• YOUR INSTRUCTIONS:
When you reach the line containing "Target: dark pants" in the entries below, begin reproducing lines exactly, and stop once the line containing "Target: black backpack" is done.

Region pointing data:

========================================

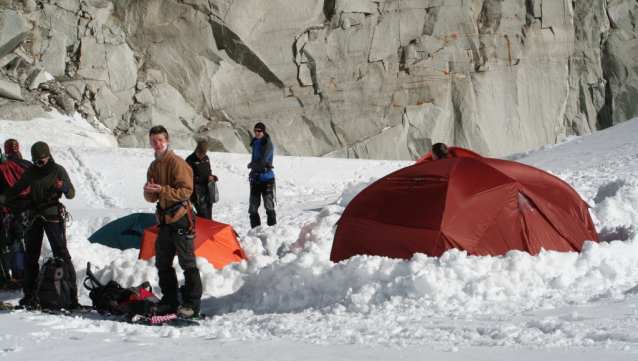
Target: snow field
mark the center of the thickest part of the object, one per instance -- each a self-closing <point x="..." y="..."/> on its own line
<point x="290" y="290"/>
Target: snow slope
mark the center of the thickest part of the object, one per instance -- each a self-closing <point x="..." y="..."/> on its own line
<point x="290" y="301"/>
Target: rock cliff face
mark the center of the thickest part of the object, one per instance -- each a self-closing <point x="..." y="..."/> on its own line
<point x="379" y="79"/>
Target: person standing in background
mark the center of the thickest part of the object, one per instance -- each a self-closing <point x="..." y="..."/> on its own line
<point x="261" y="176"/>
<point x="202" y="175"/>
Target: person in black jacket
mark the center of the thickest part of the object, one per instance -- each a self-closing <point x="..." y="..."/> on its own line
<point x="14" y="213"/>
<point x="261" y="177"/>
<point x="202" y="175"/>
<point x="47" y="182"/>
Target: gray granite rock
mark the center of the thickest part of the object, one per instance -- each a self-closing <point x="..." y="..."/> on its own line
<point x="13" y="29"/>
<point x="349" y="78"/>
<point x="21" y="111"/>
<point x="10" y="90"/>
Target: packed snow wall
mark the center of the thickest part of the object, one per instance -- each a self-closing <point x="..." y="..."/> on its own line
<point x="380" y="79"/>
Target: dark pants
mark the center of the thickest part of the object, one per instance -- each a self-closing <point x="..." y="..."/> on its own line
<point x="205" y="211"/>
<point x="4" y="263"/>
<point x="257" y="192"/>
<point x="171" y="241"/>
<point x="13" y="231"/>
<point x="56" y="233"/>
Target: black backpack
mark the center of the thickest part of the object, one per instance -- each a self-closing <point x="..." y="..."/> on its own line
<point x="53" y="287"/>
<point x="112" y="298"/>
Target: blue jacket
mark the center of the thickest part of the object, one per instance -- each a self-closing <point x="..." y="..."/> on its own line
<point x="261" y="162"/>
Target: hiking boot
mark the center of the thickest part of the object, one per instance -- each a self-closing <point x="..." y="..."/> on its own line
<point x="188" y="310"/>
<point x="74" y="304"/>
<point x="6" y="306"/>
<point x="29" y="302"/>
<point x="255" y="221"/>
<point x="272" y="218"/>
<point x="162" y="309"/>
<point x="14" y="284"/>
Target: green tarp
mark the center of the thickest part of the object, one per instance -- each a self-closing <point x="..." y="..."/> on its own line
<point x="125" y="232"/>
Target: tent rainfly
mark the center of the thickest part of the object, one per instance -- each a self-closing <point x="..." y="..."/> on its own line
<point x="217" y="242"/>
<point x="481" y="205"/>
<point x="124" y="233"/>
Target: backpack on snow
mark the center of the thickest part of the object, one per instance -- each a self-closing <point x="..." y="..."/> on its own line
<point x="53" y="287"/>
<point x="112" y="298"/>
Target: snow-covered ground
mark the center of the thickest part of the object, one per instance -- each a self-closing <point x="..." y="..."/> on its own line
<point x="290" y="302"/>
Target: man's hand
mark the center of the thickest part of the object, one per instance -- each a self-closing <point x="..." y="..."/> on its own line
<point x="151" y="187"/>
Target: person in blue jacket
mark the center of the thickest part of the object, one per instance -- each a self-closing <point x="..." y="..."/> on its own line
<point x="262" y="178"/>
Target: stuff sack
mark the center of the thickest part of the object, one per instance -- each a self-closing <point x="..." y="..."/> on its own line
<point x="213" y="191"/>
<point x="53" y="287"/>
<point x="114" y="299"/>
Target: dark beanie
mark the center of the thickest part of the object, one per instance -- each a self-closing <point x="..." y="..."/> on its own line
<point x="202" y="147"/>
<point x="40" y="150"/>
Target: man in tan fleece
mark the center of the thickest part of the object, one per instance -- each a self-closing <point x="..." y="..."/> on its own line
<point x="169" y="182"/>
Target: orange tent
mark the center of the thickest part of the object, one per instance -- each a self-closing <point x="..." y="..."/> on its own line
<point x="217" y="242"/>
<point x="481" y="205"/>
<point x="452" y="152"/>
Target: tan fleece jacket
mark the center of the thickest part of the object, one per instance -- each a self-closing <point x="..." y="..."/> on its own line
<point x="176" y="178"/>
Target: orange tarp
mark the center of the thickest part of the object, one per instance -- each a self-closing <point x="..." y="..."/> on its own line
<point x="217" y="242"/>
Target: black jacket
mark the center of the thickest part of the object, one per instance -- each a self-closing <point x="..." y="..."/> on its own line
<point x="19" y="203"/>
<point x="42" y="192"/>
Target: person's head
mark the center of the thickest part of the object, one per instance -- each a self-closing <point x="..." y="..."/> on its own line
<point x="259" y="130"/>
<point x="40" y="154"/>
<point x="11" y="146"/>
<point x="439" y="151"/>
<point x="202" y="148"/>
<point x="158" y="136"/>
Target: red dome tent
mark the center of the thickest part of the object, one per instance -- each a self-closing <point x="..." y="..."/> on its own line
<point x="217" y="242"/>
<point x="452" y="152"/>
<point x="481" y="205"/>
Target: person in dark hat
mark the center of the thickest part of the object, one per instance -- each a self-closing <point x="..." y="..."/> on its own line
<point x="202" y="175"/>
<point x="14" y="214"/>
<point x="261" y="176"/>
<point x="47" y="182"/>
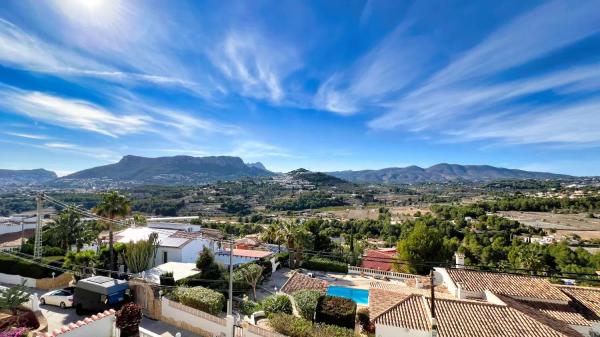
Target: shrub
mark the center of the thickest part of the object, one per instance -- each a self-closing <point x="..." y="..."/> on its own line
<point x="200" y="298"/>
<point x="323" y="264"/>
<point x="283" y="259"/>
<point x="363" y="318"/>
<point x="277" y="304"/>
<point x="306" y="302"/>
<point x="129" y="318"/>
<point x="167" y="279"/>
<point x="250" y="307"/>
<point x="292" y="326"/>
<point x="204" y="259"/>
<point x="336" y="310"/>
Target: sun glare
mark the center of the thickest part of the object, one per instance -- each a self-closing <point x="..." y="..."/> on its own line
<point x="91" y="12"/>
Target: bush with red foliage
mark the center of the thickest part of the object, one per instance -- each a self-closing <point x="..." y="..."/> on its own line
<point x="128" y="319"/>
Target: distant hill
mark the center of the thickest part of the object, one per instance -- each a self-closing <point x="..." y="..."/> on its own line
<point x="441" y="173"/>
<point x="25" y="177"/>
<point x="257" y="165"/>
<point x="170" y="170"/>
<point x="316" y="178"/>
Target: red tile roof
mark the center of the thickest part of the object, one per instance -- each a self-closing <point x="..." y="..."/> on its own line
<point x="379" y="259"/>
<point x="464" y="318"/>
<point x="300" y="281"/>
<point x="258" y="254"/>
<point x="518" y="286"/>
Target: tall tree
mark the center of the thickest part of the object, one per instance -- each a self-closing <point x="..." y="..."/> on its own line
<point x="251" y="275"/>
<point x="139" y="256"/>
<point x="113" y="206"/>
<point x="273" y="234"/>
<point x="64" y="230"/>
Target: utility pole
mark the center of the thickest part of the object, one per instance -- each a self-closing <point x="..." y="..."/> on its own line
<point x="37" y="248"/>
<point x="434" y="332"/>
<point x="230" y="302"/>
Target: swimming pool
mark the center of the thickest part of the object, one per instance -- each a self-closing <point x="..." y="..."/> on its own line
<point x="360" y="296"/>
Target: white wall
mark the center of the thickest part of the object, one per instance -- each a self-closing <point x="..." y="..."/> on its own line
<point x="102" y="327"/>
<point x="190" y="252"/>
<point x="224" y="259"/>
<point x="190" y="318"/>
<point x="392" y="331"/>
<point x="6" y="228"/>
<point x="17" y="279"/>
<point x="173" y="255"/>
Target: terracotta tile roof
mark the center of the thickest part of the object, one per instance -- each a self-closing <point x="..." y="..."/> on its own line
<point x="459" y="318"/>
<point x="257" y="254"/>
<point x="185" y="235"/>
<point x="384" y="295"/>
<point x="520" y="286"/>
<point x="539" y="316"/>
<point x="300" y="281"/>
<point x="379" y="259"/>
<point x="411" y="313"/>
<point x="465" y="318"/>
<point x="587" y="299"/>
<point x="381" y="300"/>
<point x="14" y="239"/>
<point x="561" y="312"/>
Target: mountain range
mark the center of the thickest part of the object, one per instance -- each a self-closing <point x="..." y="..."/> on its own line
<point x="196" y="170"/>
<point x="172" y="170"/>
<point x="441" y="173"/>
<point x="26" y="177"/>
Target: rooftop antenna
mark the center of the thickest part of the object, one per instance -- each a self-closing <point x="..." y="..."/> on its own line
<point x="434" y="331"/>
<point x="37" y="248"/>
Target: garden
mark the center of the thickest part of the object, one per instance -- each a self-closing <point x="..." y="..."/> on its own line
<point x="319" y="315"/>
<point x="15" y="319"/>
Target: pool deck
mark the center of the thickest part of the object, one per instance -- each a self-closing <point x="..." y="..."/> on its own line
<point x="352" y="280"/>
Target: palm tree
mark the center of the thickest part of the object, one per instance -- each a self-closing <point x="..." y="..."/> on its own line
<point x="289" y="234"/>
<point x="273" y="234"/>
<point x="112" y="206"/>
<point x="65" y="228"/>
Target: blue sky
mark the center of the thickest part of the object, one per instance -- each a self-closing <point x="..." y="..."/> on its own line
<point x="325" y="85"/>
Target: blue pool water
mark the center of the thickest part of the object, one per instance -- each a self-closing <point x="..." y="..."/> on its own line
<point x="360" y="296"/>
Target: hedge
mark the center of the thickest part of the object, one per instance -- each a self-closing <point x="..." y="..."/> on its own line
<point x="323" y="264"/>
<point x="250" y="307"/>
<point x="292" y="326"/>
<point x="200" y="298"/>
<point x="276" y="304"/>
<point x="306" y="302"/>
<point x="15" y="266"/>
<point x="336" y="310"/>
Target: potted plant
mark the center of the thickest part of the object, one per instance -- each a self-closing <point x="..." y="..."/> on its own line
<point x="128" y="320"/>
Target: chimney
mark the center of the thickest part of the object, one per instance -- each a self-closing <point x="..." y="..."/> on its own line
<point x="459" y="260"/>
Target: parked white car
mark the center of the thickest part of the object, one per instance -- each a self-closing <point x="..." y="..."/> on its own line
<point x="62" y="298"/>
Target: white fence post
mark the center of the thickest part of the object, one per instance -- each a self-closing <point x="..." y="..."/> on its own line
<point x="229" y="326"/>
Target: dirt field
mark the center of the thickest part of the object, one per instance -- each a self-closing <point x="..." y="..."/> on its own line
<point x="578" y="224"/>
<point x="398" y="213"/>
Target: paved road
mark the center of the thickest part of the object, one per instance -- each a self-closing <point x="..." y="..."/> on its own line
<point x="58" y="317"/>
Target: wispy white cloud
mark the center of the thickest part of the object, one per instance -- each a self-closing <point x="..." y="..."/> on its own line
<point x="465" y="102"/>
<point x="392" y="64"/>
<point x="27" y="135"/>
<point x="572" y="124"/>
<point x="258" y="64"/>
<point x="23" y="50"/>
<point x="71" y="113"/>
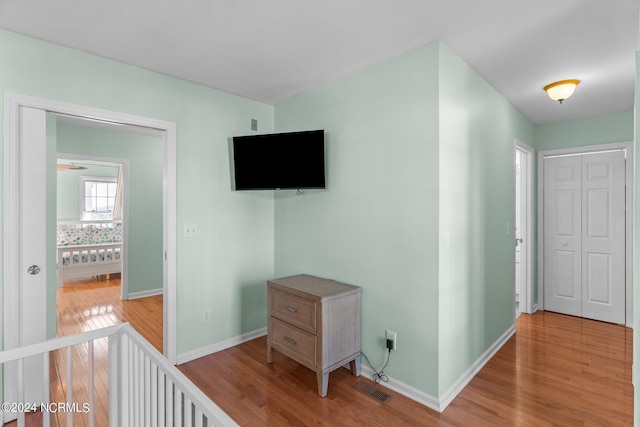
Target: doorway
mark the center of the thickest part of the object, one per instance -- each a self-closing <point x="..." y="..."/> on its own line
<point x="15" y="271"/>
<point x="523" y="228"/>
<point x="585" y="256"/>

========================================

• ANSWER TO THIS TASK:
Target: dark pants
mark the center of the thickest part of the object, one per instance -- each a self-closing <point x="..." y="..."/> on its own line
<point x="205" y="211"/>
<point x="4" y="263"/>
<point x="257" y="192"/>
<point x="171" y="241"/>
<point x="13" y="231"/>
<point x="56" y="233"/>
Target: black backpack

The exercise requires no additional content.